■ Article:
■ ■ ■ ■ ■ ■ ■
Since the actual post you commented on, according to Ace hardware, was using disodium sulfate (Sodium pyrosulfate); it ought to have reverted back to
sulfuric acid as it absorbed water. It should also produce sodium hydrogen sulfate. In my reaction it is possible that pyrosulfate released sulfer
tri-oxide as the chocking gas I smelled.
But ... I would not have expected Copper-I-Oxide (Cu-O-Cu) to precipitate, and pure shiny copper to form on the surface of fluid as it boiled. (
There was no air, so it was basically boiling in a vacuum capped flask ). But, that's what I got as a result.
The reaction is a total surprise to me, and I think I may start another thread to examine the reaction if it's not easily explained.
The yellow copper precipitate, according to @woelen , is hydrated copper oxide.
http://woelen.homescience.net/science/chem/solutions/cu.html
But Woelen also says that copper I complexes are unstable/don't exist in aqueous solution.
That begs the question as to what that red complex actually is, since it only exists for a short time when the solution has been cooled -- and it's
transistioning from a copper-sulfate, to a hydrated copper oxide VIA a pyrosulfate... Wouldn't the pyrosulfate be absorbing any molecules of hydration
(temporarily) before the yellow precipitate formed ??
I'll bump woelen, to see if he has any comments.
I now have good potassium nitrate and am trying the original recepie instead of the pyro-sulfate. My results are different from pyrosulfate with
lots of interesting things happening. I've even tried raising the solution to the boiling point because of your anecdote ... but the results I'm
getting suggest that copper II nitrate is not as stable as either basic copper nitrate, or an alcohol substitution of some kind. Getting this
reaction to go to proper completion is not easy.
■ ■ ■ ■ ■ ■ ■
■ Data block:
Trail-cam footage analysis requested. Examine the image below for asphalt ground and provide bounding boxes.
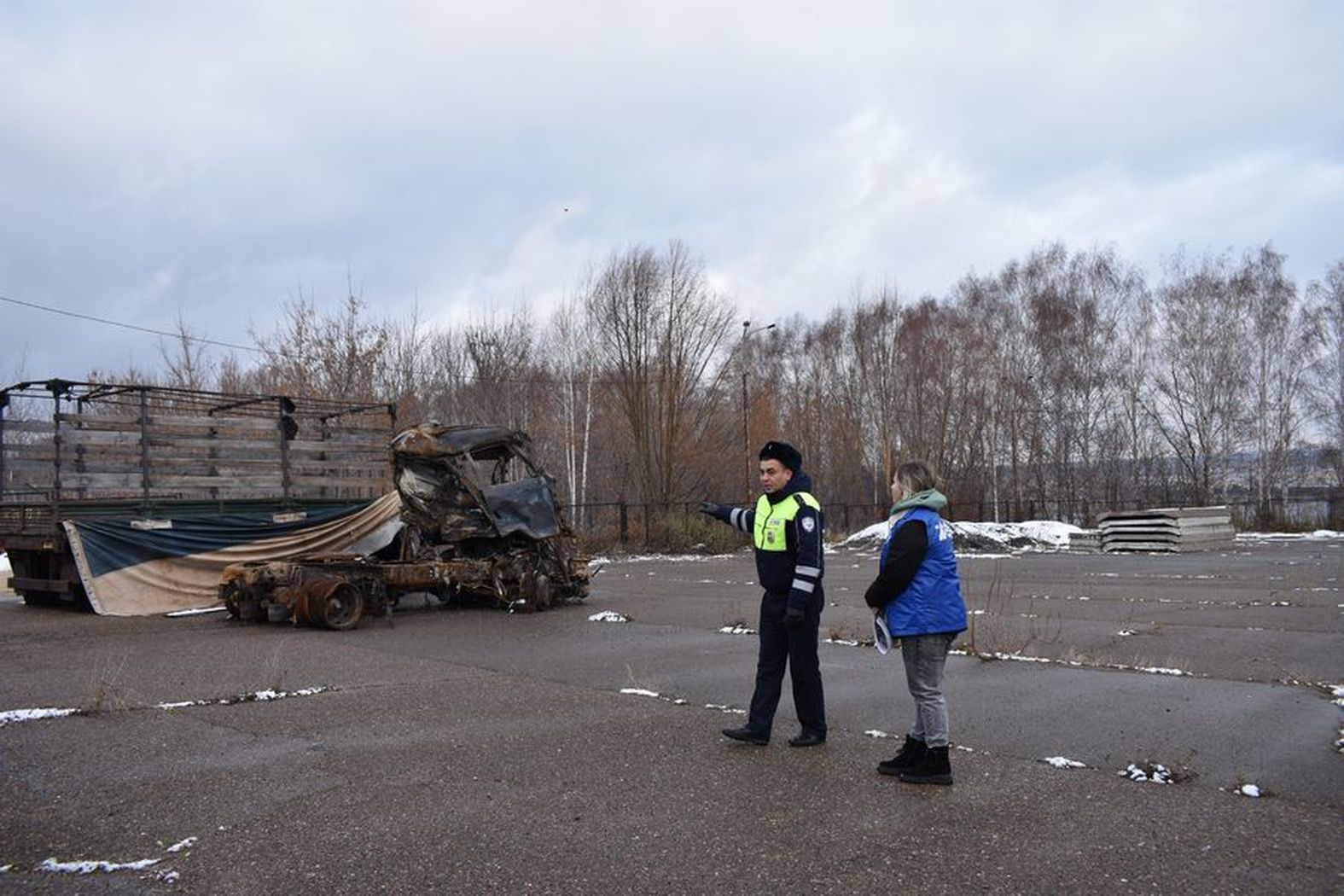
■ ■ ■ ■ ■ ■ ■
■ Actions to take:
1 - Answer these questions from the forum post:
(a) Which store is given as the source for what the commented-on post was using?
(b) According to woelen, what is the yellow copper precipitate?
(c) What does the poster now have, for trying the original recipe instead of the pyrosulfate?
2 - Copy the forum post word for word from "The reaction is" to "in aqueous solution.".
The data after the forum post is separate material.

■ Task solutions:
1 -
(a) Ace hardware
(b) Hydrated copper oxide
(c) Good potassium nitrate

2 -
The reaction is a total surprise to me, and I think I may start another thread to examine the reaction if it's not easily explained.
The yellow copper precipitate, according to @woelen , is hydrated copper oxide.
http://woelen.homescience.net/science/chem/solutions/cu.html
But Woelen also says that copper I complexes are unstable/don't exist in aqueous solution.